• [Travail demandé]: Veuillez recopier à l'identique, dans l'extrait ci-dessous sur les attentes des propriétaires de chiens, le passage qui s'ouvre sur les mots contenant « -      remplacement d’enfant » et se referme sur « de leur animal) ».

• [Extrait du document]:
Attentes conscientes et inconscientes des propriétaires de chiens

La comportementaliste Laurence Bruder Sergent nous propose aujourd’hui une réflexion sur les raisons conscientes et inconscientes qui font que nous avons choisi cet animal-là, et pas un autre, pour vivre à nos côtés.

Parmi les réponses les plus fréquemment citées à cette question, on trouve « parce que j’aime cet animal, parce qu’il est beau, parce que j’aime le promener dans la nature, passer du temps à le dresser, le présenter à des concours… ».

Et lorsque l’on pousse un peu plus loin, on peut entendre « parce qu’il me rappelle le chien de mon enfance, parce que j’ai toujours entendu dire que les bergers allemands sont intelligents, parce que je suis une fan de tel film dans lequel figurait un jack russel, parce qu’un chien est dévoué, affectueux, fidèle, qu’il ne juge pas… » et on commence déjà à percevoir qu’il y a peut-être des motivations plus profondes que la seule esthétique.

Bien sûr on entendra aussi des arguments quant à une certaine forme d’utilité : « parce que je suis seul et qu’il est une présence, pour me protéger des malveillants, pour occuper mon temps libre… » et on comprend alors que le chien est plus qu’un simple animal de compagnie.

Il comble nos besoins et désirs avoués et inavoués, il nous fait plaisir, il flatte nos égos, il remplit des tâches qu’on lui assigne sans même s’en rendre compte.

 

Quelques avantages à avoir un chien, aux dires de certaines personnes (véridique !) :

-      remplacement d’enfant (le chien porte d’ailleurs un prénom d’humain),

-      prothèse affective (les personnes aux tendances mélancoliques trouvent un soulagement du fait de la présence de leur animal)

-      substitut de conjoint (il accompagne d’ailleurs la personne qui se rend chez des amis),

-      soutien moral(il participe à l’éducation des enfants),

-      valorisation sociale (le fait de contrôler un animal impressionnant rend fier celui qui est en bout de laisse),

-      l’alibi idéal pour refuser une sortie (puisqu’on ne peut pas laisser Pilou tout seul trop longtemps),

-      il peut aussi se transformer en coach sportif pour nous aider à perdre du poids (on fait de grandes promenades ensemble)

-      il est élément distrayant au quotidien (puisqu’il faut le sortir régulièrement, jouer avec lui et même le regarder dormir) ! Cela aide à passer le temps.

-      et aussi agent matrimonial pour faire des rencontres (on retrouve d’autres maîtres et on se promène ensemble).

• [Liste extraite]:
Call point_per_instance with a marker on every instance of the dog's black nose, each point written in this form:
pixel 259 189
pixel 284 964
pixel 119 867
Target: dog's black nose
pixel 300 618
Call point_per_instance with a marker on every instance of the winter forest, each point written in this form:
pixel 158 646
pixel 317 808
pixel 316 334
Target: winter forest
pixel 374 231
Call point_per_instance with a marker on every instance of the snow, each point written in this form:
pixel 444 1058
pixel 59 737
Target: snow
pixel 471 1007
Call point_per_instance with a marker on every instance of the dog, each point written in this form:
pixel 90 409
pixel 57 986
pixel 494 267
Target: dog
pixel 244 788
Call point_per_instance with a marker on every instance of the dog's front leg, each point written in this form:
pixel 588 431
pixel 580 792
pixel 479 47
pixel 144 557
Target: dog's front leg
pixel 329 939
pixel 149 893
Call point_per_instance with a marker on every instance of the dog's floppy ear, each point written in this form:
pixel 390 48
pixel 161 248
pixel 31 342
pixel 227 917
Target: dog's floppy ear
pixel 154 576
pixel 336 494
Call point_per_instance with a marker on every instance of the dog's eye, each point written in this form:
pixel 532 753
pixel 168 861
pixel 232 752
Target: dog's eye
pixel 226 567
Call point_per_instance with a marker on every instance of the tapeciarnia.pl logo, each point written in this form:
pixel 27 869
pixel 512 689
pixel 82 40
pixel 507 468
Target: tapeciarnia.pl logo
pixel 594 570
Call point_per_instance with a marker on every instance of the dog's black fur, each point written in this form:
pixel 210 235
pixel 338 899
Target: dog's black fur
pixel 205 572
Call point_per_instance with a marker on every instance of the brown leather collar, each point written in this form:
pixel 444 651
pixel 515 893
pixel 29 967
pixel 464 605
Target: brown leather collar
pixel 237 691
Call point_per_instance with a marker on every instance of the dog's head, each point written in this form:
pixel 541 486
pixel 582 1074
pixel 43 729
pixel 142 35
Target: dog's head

• [Corrigé de l'exercice]:
-      remplacement d’enfant (le chien porte d’ailleurs un prénom d’humain),

-      prothèse affective (les personnes aux tendances mélancoliques trouvent un soulagement du fait de la présence de leur animal)